» **THE INPUT**
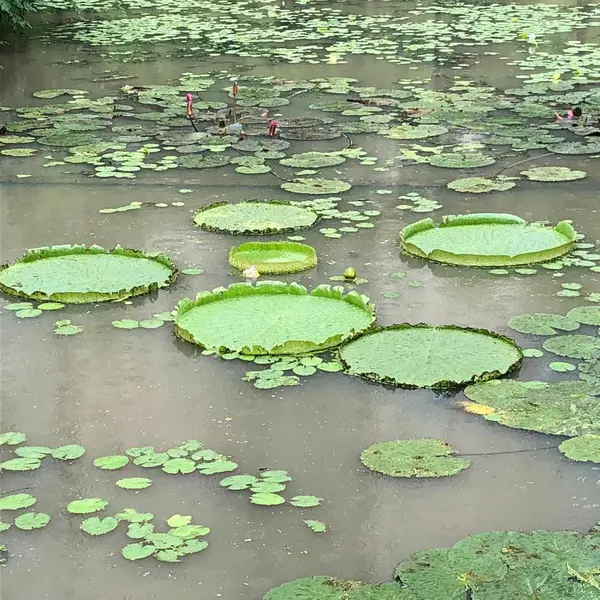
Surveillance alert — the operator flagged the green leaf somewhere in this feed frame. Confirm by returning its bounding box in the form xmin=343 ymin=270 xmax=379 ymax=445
xmin=304 ymin=519 xmax=327 ymax=533
xmin=122 ymin=543 xmax=156 ymax=560
xmin=111 ymin=319 xmax=140 ymax=329
xmin=558 ymin=435 xmax=600 ymax=464
xmin=219 ymin=475 xmax=257 ymax=491
xmin=339 ymin=324 xmax=522 ymax=388
xmin=167 ymin=515 xmax=192 ymax=527
xmin=0 ymin=458 xmax=42 ymax=471
xmin=250 ymin=494 xmax=285 ymax=506
xmin=0 ymin=431 xmax=27 ymax=446
xmin=127 ymin=523 xmax=154 ymax=540
xmin=169 ymin=525 xmax=210 ymax=540
xmin=67 ymin=498 xmax=108 ymax=515
xmin=290 ymin=496 xmax=323 ymax=508
xmin=197 ymin=460 xmax=238 ymax=475
xmin=508 ymin=313 xmax=579 ymax=335
xmin=79 ymin=517 xmax=119 ymax=535
xmin=14 ymin=512 xmax=50 ymax=531
xmin=51 ymin=444 xmax=85 ymax=460
xmin=117 ymin=477 xmax=152 ymax=490
xmin=0 ymin=494 xmax=37 ymax=510
xmin=94 ymin=454 xmax=129 ymax=471
xmin=162 ymin=458 xmax=196 ymax=475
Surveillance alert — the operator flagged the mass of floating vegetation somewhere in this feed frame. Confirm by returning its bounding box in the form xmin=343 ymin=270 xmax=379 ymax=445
xmin=229 ymin=242 xmax=317 ymax=275
xmin=0 ymin=245 xmax=177 ymax=302
xmin=400 ymin=214 xmax=576 ymax=267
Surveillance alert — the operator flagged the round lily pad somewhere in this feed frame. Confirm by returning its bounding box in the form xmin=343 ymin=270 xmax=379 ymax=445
xmin=558 ymin=435 xmax=600 ymax=463
xmin=400 ymin=214 xmax=576 ymax=267
xmin=229 ymin=242 xmax=317 ymax=275
xmin=0 ymin=246 xmax=177 ymax=304
xmin=521 ymin=167 xmax=587 ymax=181
xmin=281 ymin=177 xmax=352 ymax=196
xmin=339 ymin=324 xmax=523 ymax=388
xmin=360 ymin=439 xmax=471 ymax=477
xmin=175 ymin=281 xmax=375 ymax=355
xmin=194 ymin=200 xmax=319 ymax=235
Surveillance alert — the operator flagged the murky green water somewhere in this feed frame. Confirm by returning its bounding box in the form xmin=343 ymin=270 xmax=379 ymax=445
xmin=0 ymin=2 xmax=600 ymax=600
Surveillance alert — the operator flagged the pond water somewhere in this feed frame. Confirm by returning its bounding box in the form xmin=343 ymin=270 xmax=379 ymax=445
xmin=0 ymin=0 xmax=600 ymax=600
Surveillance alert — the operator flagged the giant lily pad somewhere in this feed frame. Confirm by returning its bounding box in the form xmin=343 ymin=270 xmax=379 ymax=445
xmin=281 ymin=177 xmax=352 ymax=196
xmin=0 ymin=246 xmax=177 ymax=304
xmin=229 ymin=242 xmax=317 ymax=275
xmin=465 ymin=380 xmax=600 ymax=436
xmin=194 ymin=200 xmax=319 ymax=235
xmin=400 ymin=214 xmax=576 ymax=267
xmin=175 ymin=281 xmax=375 ymax=355
xmin=360 ymin=439 xmax=471 ymax=477
xmin=339 ymin=324 xmax=523 ymax=388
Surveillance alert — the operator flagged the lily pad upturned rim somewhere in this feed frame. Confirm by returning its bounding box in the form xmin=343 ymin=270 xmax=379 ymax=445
xmin=193 ymin=200 xmax=320 ymax=235
xmin=400 ymin=213 xmax=577 ymax=267
xmin=337 ymin=323 xmax=523 ymax=390
xmin=0 ymin=244 xmax=178 ymax=304
xmin=174 ymin=281 xmax=375 ymax=355
xmin=229 ymin=241 xmax=317 ymax=275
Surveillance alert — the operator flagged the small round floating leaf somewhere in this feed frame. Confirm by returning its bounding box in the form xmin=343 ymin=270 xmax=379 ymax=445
xmin=79 ymin=517 xmax=119 ymax=535
xmin=400 ymin=214 xmax=576 ymax=267
xmin=122 ymin=543 xmax=156 ymax=560
xmin=0 ymin=245 xmax=177 ymax=302
xmin=304 ymin=519 xmax=327 ymax=533
xmin=558 ymin=435 xmax=600 ymax=464
xmin=0 ymin=458 xmax=42 ymax=471
xmin=111 ymin=319 xmax=140 ymax=329
xmin=0 ymin=431 xmax=27 ymax=446
xmin=117 ymin=477 xmax=152 ymax=490
xmin=0 ymin=494 xmax=37 ymax=510
xmin=14 ymin=512 xmax=50 ymax=531
xmin=67 ymin=498 xmax=108 ymax=515
xmin=229 ymin=242 xmax=317 ymax=275
xmin=548 ymin=361 xmax=576 ymax=373
xmin=360 ymin=439 xmax=471 ymax=477
xmin=508 ymin=313 xmax=579 ymax=335
xmin=197 ymin=460 xmax=238 ymax=475
xmin=219 ymin=475 xmax=258 ymax=491
xmin=339 ymin=324 xmax=522 ymax=388
xmin=544 ymin=334 xmax=600 ymax=359
xmin=567 ymin=306 xmax=600 ymax=325
xmin=162 ymin=458 xmax=196 ymax=475
xmin=51 ymin=444 xmax=85 ymax=460
xmin=94 ymin=454 xmax=129 ymax=471
xmin=250 ymin=494 xmax=285 ymax=506
xmin=521 ymin=167 xmax=587 ymax=181
xmin=127 ymin=522 xmax=154 ymax=540
xmin=175 ymin=281 xmax=374 ymax=356
xmin=281 ymin=177 xmax=352 ymax=196
xmin=194 ymin=200 xmax=319 ymax=235
xmin=290 ymin=496 xmax=323 ymax=508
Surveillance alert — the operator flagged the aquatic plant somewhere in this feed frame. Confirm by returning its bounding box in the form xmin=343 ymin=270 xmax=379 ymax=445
xmin=229 ymin=242 xmax=317 ymax=275
xmin=0 ymin=245 xmax=177 ymax=304
xmin=400 ymin=214 xmax=576 ymax=267
xmin=339 ymin=323 xmax=522 ymax=388
xmin=175 ymin=281 xmax=375 ymax=355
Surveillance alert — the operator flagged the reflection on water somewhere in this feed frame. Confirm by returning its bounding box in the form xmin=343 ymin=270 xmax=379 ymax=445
xmin=0 ymin=0 xmax=600 ymax=600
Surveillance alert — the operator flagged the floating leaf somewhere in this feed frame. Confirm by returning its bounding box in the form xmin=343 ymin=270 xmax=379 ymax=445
xmin=304 ymin=519 xmax=327 ymax=533
xmin=67 ymin=498 xmax=108 ymax=515
xmin=0 ymin=494 xmax=37 ymax=510
xmin=94 ymin=454 xmax=129 ymax=471
xmin=79 ymin=517 xmax=119 ymax=535
xmin=290 ymin=496 xmax=323 ymax=508
xmin=117 ymin=477 xmax=152 ymax=490
xmin=51 ymin=444 xmax=85 ymax=460
xmin=14 ymin=512 xmax=50 ymax=531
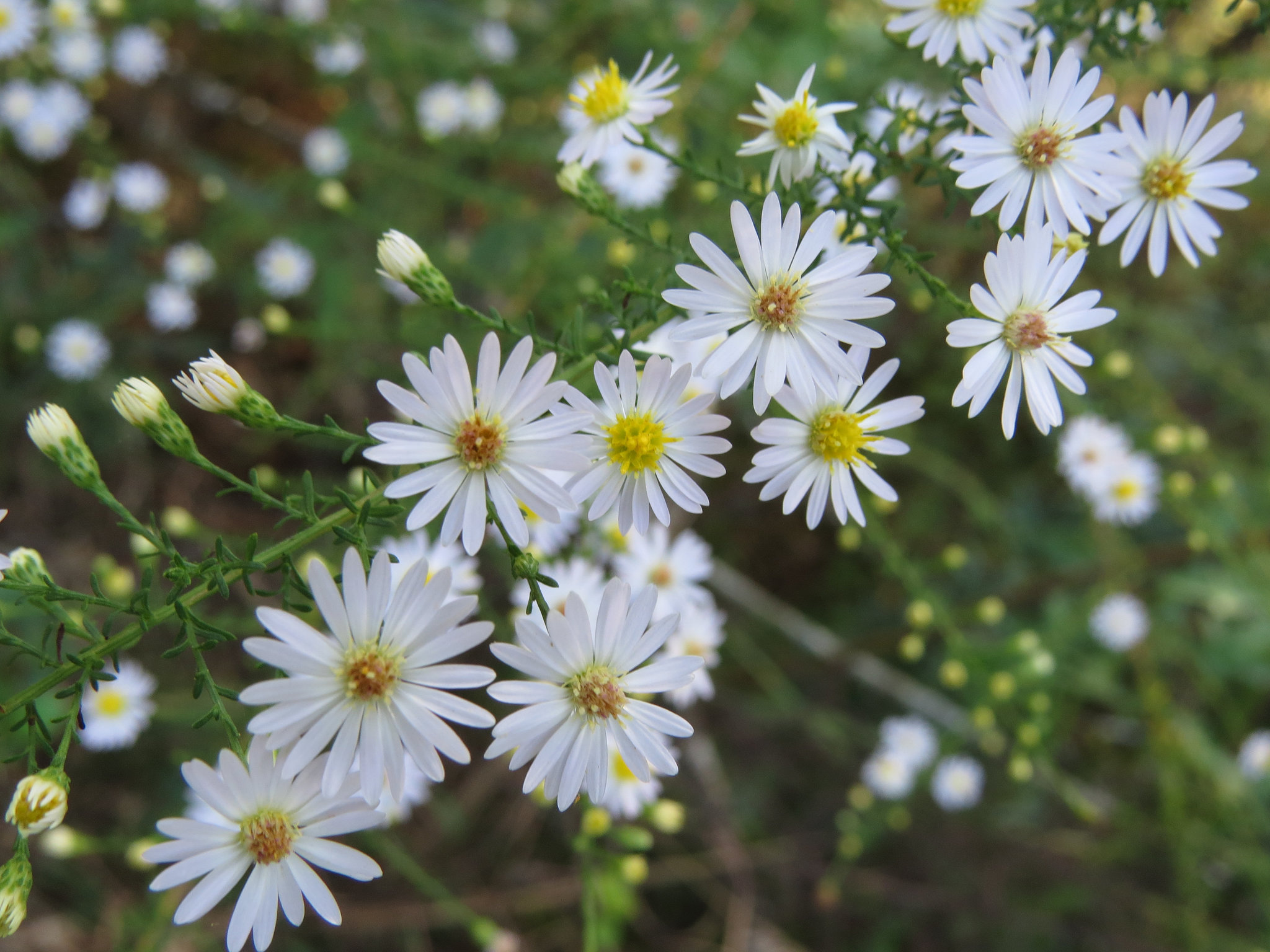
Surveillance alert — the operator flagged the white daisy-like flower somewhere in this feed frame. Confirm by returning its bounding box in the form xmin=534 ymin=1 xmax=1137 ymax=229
xmin=600 ymin=747 xmax=662 ymax=820
xmin=1090 ymin=591 xmax=1150 ymax=651
xmin=659 ymin=598 xmax=725 ymax=711
xmin=45 ymin=317 xmax=110 ymax=381
xmin=556 ymin=50 xmax=680 ymax=169
xmin=877 ymin=715 xmax=940 ymax=770
xmin=1090 ymin=453 xmax=1160 ymax=526
xmin=948 ymin=224 xmax=1115 ymax=439
xmin=1058 ymin=414 xmax=1133 ymax=496
xmin=931 ymin=754 xmax=983 ymax=813
xmin=241 ymin=549 xmax=494 ymax=803
xmin=737 ymin=63 xmax=856 ymax=188
xmin=114 ymin=162 xmax=167 ymax=214
xmin=473 ymin=20 xmax=517 ymax=66
xmin=464 ymin=76 xmax=503 ymax=134
xmin=945 ymin=48 xmax=1132 ymax=237
xmin=363 ymin=334 xmax=588 ymax=555
xmin=0 ymin=0 xmax=39 ymax=60
xmin=566 ymin=350 xmax=732 ymax=543
xmin=485 ymin=579 xmax=701 ymax=811
xmin=162 ymin=241 xmax=216 ymax=288
xmin=255 ymin=237 xmax=316 ymax=299
xmin=859 ymin=747 xmax=917 ymax=800
xmin=613 ymin=526 xmax=714 ymax=617
xmin=380 ymin=529 xmax=485 ymax=596
xmin=300 ymin=130 xmax=348 ymax=177
xmin=142 ymin=739 xmax=383 ymax=952
xmin=884 ymin=0 xmax=1032 ymax=66
xmin=314 ymin=33 xmax=366 ymax=76
xmin=1238 ymin=730 xmax=1270 ymax=781
xmin=80 ymin=660 xmax=155 ymax=750
xmin=110 ymin=27 xmax=167 ymax=86
xmin=598 ymin=139 xmax=680 ymax=208
xmin=662 ymin=192 xmax=895 ymax=413
xmin=62 ymin=179 xmax=110 ymax=231
xmin=50 ymin=29 xmax=105 ymax=80
xmin=1099 ymin=90 xmax=1258 ymax=278
xmin=508 ymin=556 xmax=605 ymax=615
xmin=744 ymin=344 xmax=926 ymax=529
xmin=415 ymin=80 xmax=468 ymax=138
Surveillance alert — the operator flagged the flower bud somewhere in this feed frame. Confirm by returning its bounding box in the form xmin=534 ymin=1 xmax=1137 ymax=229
xmin=110 ymin=377 xmax=194 ymax=459
xmin=173 ymin=350 xmax=280 ymax=429
xmin=4 ymin=767 xmax=71 ymax=837
xmin=27 ymin=403 xmax=102 ymax=490
xmin=376 ymin=231 xmax=455 ymax=307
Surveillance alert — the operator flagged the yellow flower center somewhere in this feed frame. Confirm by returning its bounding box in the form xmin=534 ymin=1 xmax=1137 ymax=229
xmin=772 ymin=93 xmax=820 ymax=149
xmin=808 ymin=408 xmax=881 ymax=466
xmin=1015 ymin=126 xmax=1067 ymax=170
xmin=455 ymin=413 xmax=507 ymax=470
xmin=571 ymin=60 xmax=630 ymax=123
xmin=605 ymin=412 xmax=680 ymax=472
xmin=749 ymin=276 xmax=802 ymax=332
xmin=565 ymin=665 xmax=626 ymax=718
xmin=1001 ymin=311 xmax=1057 ymax=353
xmin=1142 ymin=159 xmax=1194 ymax=202
xmin=239 ymin=810 xmax=300 ymax=866
xmin=343 ymin=642 xmax=401 ymax=700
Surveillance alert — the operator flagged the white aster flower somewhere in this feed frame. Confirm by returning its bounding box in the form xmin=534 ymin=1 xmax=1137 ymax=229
xmin=380 ymin=529 xmax=484 ymax=596
xmin=62 ymin=179 xmax=110 ymax=231
xmin=877 ymin=715 xmax=940 ymax=770
xmin=45 ymin=317 xmax=110 ymax=381
xmin=737 ymin=63 xmax=856 ymax=188
xmin=662 ymin=192 xmax=895 ymax=413
xmin=110 ymin=27 xmax=167 ymax=86
xmin=945 ymin=48 xmax=1132 ymax=237
xmin=1238 ymin=730 xmax=1270 ymax=781
xmin=613 ymin=526 xmax=714 ymax=617
xmin=0 ymin=0 xmax=39 ymax=60
xmin=314 ymin=33 xmax=366 ymax=76
xmin=464 ymin=76 xmax=503 ymax=134
xmin=363 ymin=334 xmax=587 ymax=555
xmin=80 ymin=660 xmax=155 ymax=750
xmin=662 ymin=597 xmax=725 ymax=711
xmin=162 ymin=241 xmax=216 ymax=288
xmin=597 ymin=139 xmax=680 ymax=208
xmin=931 ymin=754 xmax=983 ymax=813
xmin=859 ymin=747 xmax=917 ymax=800
xmin=884 ymin=0 xmax=1032 ymax=66
xmin=1058 ymin=414 xmax=1133 ymax=496
xmin=1090 ymin=591 xmax=1150 ymax=651
xmin=485 ymin=579 xmax=701 ymax=811
xmin=1099 ymin=90 xmax=1258 ymax=278
xmin=556 ymin=50 xmax=680 ymax=169
xmin=300 ymin=130 xmax=348 ymax=177
xmin=566 ymin=350 xmax=732 ymax=533
xmin=1091 ymin=453 xmax=1160 ymax=526
xmin=146 ymin=282 xmax=198 ymax=333
xmin=114 ymin=162 xmax=167 ymax=214
xmin=142 ymin=739 xmax=383 ymax=952
xmin=415 ymin=80 xmax=468 ymax=138
xmin=744 ymin=344 xmax=926 ymax=529
xmin=50 ymin=29 xmax=105 ymax=80
xmin=948 ymin=226 xmax=1115 ymax=439
xmin=508 ymin=556 xmax=605 ymax=617
xmin=255 ymin=237 xmax=315 ymax=299
xmin=241 ymin=549 xmax=494 ymax=803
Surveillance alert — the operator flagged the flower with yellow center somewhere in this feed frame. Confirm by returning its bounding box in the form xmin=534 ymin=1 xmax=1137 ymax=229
xmin=744 ymin=345 xmax=926 ymax=529
xmin=565 ymin=350 xmax=732 ymax=534
xmin=737 ymin=63 xmax=856 ymax=188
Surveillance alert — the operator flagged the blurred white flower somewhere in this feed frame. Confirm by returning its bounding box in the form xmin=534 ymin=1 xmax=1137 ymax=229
xmin=1090 ymin=591 xmax=1150 ymax=651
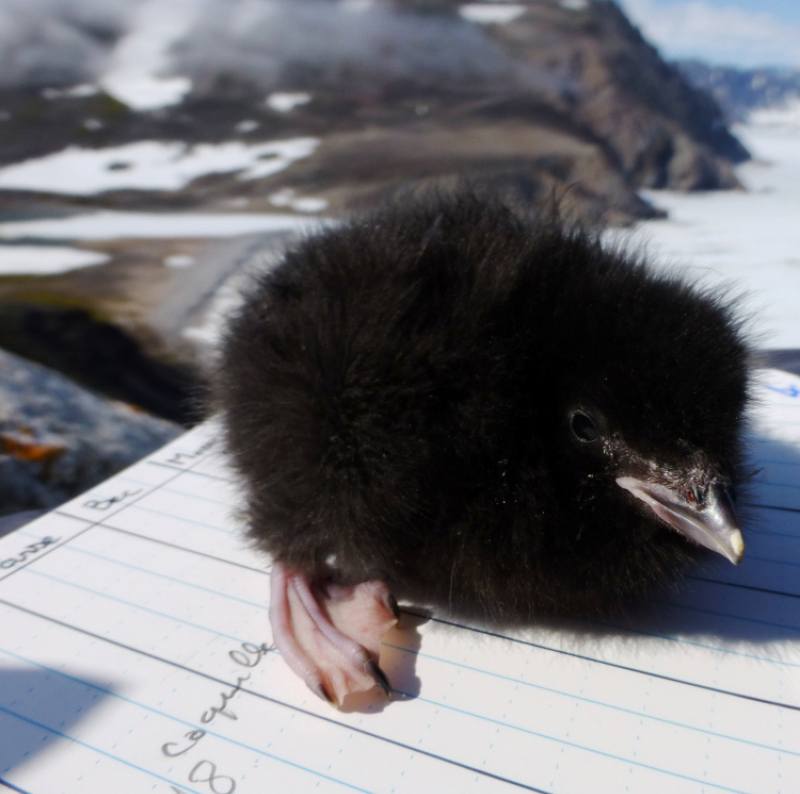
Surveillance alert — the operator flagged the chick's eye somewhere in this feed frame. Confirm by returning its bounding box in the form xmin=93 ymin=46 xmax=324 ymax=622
xmin=569 ymin=409 xmax=600 ymax=444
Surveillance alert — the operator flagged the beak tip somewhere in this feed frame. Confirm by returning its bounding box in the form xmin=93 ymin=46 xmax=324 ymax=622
xmin=730 ymin=532 xmax=744 ymax=565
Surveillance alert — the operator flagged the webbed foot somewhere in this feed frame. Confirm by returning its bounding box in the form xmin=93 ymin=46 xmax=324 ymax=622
xmin=269 ymin=563 xmax=397 ymax=706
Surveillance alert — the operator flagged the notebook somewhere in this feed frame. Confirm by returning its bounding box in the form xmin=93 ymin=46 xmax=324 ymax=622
xmin=0 ymin=370 xmax=800 ymax=794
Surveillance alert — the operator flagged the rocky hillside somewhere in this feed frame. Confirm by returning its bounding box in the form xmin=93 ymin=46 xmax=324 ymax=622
xmin=677 ymin=60 xmax=800 ymax=121
xmin=0 ymin=0 xmax=747 ymax=513
xmin=0 ymin=0 xmax=747 ymax=222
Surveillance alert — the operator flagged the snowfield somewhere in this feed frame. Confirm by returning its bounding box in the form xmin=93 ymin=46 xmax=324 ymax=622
xmin=0 ymin=210 xmax=322 ymax=240
xmin=0 ymin=245 xmax=109 ymax=276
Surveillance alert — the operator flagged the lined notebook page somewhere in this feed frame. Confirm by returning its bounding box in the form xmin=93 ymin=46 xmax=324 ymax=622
xmin=0 ymin=371 xmax=800 ymax=794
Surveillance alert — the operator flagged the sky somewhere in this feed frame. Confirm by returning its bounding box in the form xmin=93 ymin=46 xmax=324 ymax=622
xmin=618 ymin=0 xmax=800 ymax=68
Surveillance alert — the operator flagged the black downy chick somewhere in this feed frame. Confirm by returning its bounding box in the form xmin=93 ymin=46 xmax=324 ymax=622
xmin=217 ymin=192 xmax=747 ymax=700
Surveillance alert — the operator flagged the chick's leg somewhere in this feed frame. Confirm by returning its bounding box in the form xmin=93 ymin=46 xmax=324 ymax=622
xmin=269 ymin=563 xmax=397 ymax=705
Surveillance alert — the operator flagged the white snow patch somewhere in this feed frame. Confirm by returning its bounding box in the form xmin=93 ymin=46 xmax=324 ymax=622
xmin=0 ymin=245 xmax=109 ymax=276
xmin=164 ymin=254 xmax=195 ymax=268
xmin=100 ymin=0 xmax=200 ymax=110
xmin=266 ymin=91 xmax=311 ymax=113
xmin=617 ymin=103 xmax=800 ymax=348
xmin=269 ymin=188 xmax=328 ymax=212
xmin=0 ymin=138 xmax=318 ymax=196
xmin=42 ymin=83 xmax=100 ymax=99
xmin=0 ymin=210 xmax=318 ymax=240
xmin=458 ymin=3 xmax=526 ymax=25
xmin=234 ymin=119 xmax=261 ymax=132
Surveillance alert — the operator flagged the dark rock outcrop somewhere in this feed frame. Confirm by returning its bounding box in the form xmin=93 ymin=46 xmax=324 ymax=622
xmin=0 ymin=351 xmax=180 ymax=514
xmin=676 ymin=60 xmax=800 ymax=121
xmin=0 ymin=302 xmax=200 ymax=426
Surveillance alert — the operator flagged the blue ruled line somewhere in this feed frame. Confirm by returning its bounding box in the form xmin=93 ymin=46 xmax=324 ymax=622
xmin=0 ymin=648 xmax=368 ymax=794
xmin=394 ymin=689 xmax=750 ymax=794
xmin=25 ymin=568 xmax=249 ymax=642
xmin=0 ymin=706 xmax=207 ymax=794
xmin=381 ymin=642 xmax=800 ymax=756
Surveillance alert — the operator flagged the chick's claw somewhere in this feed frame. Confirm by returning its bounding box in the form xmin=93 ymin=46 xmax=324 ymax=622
xmin=270 ymin=563 xmax=397 ymax=706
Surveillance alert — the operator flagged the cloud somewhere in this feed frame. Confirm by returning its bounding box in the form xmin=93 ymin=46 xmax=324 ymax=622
xmin=620 ymin=0 xmax=800 ymax=67
xmin=0 ymin=0 xmax=127 ymax=86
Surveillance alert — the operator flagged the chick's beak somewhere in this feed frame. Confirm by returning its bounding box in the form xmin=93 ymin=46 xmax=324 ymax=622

» **EXERCISE REQUIREMENTS**
Please copy out, unchanged, the rows above, starting with the line containing "Surveillance alert — the operator flagged the dark" and running through the last of the rows, both ends included.

» **FULL SOLUTION**
Surveillance alert — the operator flagged the dark rock outcrop somewhere in this feed frame. Confirm by returning its bounding box in the form xmin=93 ymin=46 xmax=324 ymax=622
xmin=0 ymin=351 xmax=180 ymax=514
xmin=676 ymin=60 xmax=800 ymax=121
xmin=0 ymin=302 xmax=200 ymax=426
Surveillance alert — the operator flagged the blue ruled line somewhere in this feed frame. Confirm by returning its bounding box in the form xmin=93 ymin=46 xmax=324 ymax=622
xmin=0 ymin=648 xmax=368 ymax=794
xmin=394 ymin=689 xmax=750 ymax=794
xmin=25 ymin=568 xmax=249 ymax=642
xmin=0 ymin=706 xmax=207 ymax=794
xmin=381 ymin=642 xmax=800 ymax=756
Surveillance alert — the operator flagged the chick's claw somewhere in this feed frame. Confirm by returning its bounding box in the form xmin=93 ymin=46 xmax=324 ymax=622
xmin=270 ymin=563 xmax=397 ymax=706
Surveillance alert — the operator flagged the cloud somewhere in this feed frame. Confirm by returning its bounding box in the form xmin=93 ymin=46 xmax=324 ymax=622
xmin=620 ymin=0 xmax=800 ymax=67
xmin=0 ymin=0 xmax=127 ymax=86
Surveillance alert — the operator flagged the chick's beak somewhere in this feed frame. Confirm by returning its bounding box in the form xmin=93 ymin=46 xmax=324 ymax=622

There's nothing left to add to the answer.